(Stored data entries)
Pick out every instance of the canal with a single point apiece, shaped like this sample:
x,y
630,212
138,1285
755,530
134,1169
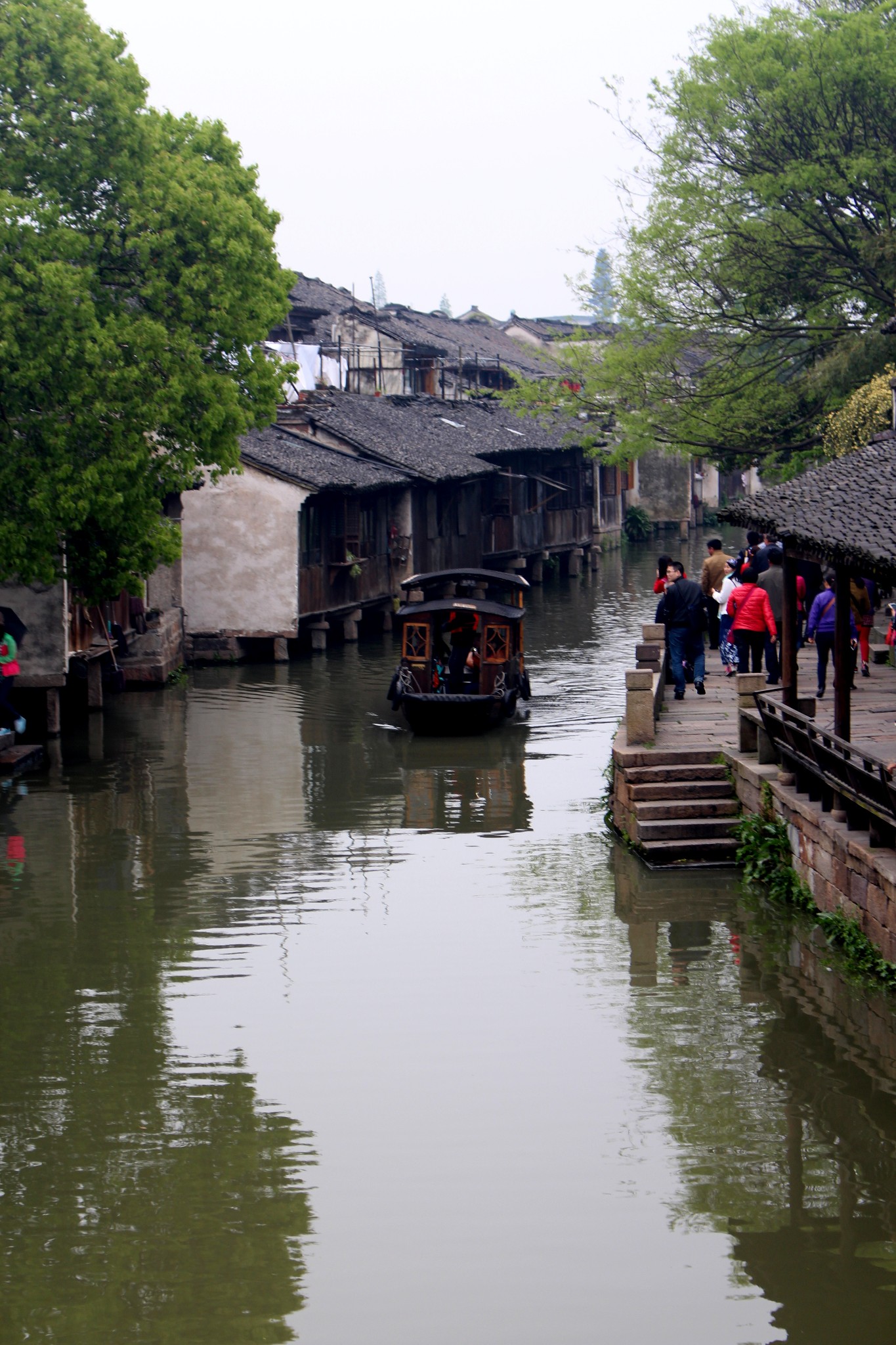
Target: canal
x,y
313,1030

* WHAT THE EXERCISE ASKS *
Quote every record above exactly, omitting any pictures they contain.

* RESPONSE *
Pick out every instance of the canal with a single point apiece, shaped like this sample:
x,y
630,212
138,1285
755,530
134,1169
Target: canal
x,y
313,1030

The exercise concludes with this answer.